*Required action*
Please retype, character for character, the portion of the entries below that runs from the line containing "outline round table top" to the last line.

*Collected data*
......

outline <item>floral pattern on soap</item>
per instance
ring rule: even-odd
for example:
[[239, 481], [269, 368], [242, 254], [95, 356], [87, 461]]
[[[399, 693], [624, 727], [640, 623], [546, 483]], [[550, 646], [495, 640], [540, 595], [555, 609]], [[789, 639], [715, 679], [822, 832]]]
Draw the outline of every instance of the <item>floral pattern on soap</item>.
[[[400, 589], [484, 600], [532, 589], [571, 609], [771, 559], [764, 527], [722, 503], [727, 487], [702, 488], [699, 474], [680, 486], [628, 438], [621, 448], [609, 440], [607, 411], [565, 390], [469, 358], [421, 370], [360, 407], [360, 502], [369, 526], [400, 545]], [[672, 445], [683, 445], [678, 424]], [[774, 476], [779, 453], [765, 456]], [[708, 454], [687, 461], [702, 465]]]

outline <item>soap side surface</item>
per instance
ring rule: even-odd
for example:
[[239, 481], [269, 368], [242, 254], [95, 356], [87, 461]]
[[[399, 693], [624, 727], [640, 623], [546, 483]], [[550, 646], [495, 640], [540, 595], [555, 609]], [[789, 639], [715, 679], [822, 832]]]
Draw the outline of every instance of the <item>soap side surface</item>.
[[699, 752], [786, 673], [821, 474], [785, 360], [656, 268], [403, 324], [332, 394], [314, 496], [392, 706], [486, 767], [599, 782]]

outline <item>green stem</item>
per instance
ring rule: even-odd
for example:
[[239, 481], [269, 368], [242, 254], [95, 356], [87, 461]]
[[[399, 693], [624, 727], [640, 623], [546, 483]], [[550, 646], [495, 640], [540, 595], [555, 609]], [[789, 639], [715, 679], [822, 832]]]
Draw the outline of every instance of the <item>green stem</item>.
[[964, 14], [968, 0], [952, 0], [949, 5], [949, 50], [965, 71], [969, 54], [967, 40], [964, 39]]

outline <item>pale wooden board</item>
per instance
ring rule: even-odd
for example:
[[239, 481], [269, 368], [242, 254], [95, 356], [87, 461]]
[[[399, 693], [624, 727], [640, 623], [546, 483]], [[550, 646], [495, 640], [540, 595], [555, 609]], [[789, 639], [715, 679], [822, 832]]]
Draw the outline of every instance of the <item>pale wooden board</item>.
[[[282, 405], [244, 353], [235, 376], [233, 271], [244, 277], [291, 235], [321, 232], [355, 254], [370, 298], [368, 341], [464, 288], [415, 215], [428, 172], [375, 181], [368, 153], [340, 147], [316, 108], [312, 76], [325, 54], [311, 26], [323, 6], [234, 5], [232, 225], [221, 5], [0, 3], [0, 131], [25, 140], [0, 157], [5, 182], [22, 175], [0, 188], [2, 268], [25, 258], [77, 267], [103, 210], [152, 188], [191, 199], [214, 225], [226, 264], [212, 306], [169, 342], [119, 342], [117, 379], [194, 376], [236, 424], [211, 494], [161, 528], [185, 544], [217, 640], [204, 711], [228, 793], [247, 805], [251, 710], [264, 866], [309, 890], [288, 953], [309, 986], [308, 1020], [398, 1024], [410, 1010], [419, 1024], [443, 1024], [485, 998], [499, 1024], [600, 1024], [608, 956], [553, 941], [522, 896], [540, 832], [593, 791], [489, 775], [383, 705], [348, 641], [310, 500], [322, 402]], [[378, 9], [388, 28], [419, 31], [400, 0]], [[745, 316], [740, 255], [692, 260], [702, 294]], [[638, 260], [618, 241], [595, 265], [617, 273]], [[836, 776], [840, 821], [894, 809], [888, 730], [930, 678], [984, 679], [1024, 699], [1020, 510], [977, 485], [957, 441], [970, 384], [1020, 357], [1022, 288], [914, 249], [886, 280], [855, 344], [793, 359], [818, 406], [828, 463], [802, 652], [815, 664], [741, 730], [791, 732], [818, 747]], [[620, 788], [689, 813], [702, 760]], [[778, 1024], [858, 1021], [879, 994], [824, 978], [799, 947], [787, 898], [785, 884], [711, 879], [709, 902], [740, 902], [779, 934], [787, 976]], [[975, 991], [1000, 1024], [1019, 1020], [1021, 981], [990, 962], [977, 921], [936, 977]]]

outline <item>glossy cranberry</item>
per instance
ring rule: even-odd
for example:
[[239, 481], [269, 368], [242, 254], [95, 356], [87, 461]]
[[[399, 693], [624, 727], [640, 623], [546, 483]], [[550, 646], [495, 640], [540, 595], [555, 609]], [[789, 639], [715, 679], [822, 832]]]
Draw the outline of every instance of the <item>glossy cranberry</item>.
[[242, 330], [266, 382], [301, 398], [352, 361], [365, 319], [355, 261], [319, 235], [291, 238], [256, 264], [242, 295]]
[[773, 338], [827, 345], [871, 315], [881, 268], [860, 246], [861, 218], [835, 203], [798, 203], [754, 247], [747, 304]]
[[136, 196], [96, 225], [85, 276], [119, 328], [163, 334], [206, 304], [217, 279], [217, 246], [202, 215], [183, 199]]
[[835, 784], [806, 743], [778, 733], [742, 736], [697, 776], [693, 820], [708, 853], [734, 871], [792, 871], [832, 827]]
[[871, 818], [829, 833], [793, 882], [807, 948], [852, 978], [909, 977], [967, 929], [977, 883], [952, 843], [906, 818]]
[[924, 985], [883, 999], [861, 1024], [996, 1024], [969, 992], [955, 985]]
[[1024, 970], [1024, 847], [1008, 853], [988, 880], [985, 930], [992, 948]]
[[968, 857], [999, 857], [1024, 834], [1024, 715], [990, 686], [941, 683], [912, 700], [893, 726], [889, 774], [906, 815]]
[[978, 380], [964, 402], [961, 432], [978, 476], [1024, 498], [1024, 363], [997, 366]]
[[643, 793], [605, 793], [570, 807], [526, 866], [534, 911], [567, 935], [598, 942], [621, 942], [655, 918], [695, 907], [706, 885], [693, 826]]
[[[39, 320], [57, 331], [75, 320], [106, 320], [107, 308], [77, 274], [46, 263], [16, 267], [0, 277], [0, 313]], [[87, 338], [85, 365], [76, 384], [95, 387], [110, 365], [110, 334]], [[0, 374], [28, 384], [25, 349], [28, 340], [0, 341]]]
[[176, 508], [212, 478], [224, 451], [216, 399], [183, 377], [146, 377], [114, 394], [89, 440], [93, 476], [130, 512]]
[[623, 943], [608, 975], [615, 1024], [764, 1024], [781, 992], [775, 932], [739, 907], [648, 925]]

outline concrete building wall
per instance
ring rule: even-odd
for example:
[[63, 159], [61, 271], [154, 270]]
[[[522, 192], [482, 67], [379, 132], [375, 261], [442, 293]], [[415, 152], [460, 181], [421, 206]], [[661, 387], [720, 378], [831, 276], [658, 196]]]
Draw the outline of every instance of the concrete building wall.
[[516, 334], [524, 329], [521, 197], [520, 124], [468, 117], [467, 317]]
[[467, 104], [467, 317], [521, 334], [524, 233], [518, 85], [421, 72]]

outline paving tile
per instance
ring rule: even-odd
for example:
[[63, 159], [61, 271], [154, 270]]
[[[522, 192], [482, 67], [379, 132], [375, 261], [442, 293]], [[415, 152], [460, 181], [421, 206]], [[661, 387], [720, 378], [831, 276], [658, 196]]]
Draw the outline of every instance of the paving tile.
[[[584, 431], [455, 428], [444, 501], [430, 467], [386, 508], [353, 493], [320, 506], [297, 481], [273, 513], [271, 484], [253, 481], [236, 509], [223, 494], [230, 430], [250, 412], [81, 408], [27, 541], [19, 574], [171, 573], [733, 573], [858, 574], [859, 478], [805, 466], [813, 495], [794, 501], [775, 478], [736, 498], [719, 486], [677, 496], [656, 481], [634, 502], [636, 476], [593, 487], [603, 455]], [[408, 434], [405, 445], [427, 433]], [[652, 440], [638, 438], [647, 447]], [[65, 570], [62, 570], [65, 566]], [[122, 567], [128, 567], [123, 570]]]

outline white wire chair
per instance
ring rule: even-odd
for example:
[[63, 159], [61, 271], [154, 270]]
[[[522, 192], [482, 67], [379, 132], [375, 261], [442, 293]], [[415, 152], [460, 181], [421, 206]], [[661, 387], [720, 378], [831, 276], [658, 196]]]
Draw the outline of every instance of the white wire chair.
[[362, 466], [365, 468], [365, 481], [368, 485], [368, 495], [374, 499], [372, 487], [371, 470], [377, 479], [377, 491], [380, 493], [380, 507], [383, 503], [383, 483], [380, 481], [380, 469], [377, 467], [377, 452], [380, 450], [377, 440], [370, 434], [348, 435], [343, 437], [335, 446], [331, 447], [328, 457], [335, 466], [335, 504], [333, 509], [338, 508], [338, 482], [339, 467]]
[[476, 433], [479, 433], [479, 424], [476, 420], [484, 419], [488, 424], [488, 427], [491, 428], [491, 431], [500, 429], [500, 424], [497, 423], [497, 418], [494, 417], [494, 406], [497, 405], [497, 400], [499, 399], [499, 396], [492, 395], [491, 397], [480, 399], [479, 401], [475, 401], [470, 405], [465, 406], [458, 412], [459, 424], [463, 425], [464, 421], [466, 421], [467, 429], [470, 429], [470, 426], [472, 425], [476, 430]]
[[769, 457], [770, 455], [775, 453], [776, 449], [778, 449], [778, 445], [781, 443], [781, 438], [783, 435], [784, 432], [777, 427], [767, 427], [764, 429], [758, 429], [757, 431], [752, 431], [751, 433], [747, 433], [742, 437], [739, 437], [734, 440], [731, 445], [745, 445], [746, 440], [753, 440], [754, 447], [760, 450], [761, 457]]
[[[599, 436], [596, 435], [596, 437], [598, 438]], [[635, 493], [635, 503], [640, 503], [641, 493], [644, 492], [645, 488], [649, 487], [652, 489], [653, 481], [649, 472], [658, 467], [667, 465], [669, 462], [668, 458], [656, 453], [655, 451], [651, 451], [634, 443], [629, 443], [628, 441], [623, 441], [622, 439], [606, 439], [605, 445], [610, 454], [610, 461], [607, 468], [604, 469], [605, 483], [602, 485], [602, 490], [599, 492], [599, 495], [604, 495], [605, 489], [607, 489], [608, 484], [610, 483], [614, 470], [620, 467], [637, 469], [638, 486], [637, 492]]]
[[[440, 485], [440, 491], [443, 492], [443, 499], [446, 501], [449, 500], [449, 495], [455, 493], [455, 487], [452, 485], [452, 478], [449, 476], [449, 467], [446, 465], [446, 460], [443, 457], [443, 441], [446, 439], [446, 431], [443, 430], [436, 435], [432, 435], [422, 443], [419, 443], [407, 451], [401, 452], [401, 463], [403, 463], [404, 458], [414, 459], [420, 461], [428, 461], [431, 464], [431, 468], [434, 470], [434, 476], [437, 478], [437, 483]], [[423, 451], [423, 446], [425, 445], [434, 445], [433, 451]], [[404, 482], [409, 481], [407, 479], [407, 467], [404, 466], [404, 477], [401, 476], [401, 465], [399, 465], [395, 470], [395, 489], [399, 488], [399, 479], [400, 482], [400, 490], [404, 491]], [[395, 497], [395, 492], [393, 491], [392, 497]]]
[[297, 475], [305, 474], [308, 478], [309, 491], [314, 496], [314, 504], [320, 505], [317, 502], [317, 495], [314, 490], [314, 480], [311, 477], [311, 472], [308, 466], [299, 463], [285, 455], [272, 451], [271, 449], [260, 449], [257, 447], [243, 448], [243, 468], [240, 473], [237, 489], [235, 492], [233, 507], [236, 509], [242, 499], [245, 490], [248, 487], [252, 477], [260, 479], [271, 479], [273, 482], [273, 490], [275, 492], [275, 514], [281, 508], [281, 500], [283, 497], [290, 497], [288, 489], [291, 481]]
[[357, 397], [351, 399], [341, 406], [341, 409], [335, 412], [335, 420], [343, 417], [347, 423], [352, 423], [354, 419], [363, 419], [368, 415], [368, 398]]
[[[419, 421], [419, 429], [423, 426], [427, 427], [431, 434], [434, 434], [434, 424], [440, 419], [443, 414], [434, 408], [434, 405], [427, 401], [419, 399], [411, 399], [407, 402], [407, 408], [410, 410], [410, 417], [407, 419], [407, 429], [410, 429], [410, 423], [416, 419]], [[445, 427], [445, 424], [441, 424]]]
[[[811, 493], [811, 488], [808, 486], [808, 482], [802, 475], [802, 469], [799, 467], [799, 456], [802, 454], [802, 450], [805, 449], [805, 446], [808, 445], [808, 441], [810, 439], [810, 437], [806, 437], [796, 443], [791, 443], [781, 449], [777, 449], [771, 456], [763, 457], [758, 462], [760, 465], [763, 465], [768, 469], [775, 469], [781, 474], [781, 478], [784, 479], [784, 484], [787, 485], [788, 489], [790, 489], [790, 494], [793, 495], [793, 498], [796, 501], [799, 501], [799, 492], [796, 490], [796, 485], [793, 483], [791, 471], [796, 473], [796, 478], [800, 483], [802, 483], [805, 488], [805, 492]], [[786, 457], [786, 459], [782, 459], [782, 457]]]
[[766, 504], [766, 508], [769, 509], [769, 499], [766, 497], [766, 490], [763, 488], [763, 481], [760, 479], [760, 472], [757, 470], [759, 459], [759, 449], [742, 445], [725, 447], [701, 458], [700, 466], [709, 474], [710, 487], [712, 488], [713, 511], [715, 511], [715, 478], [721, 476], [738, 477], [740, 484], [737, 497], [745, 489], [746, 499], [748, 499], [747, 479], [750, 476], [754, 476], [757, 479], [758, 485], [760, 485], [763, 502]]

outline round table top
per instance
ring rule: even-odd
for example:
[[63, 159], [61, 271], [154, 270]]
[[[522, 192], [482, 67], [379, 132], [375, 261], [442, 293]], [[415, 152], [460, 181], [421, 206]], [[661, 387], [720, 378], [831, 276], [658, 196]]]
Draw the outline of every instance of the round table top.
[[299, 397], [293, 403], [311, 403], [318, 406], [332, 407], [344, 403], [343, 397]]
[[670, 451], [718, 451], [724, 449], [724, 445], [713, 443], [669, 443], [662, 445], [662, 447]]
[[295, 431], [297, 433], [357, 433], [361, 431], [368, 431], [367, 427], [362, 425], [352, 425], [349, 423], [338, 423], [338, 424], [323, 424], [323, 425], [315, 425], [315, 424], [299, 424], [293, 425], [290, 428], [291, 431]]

......

*Solution for this task*
outline round table top
per instance
ring rule: even-odd
for example:
[[63, 159], [61, 271], [154, 270]]
[[[522, 192], [482, 67], [379, 132], [375, 261], [442, 293]], [[415, 152], [460, 181], [421, 206]], [[661, 387], [720, 378], [831, 276], [658, 196]]]
Draw the outline of every instance of the round table top.
[[299, 397], [293, 403], [311, 403], [318, 406], [332, 407], [344, 403], [343, 397]]
[[670, 451], [718, 451], [724, 449], [724, 445], [713, 443], [669, 443], [662, 445], [662, 447]]
[[295, 431], [297, 433], [357, 433], [361, 431], [368, 431], [367, 427], [362, 425], [352, 425], [349, 423], [338, 423], [338, 424], [323, 424], [323, 425], [315, 425], [315, 424], [299, 424], [293, 425], [290, 428], [291, 431]]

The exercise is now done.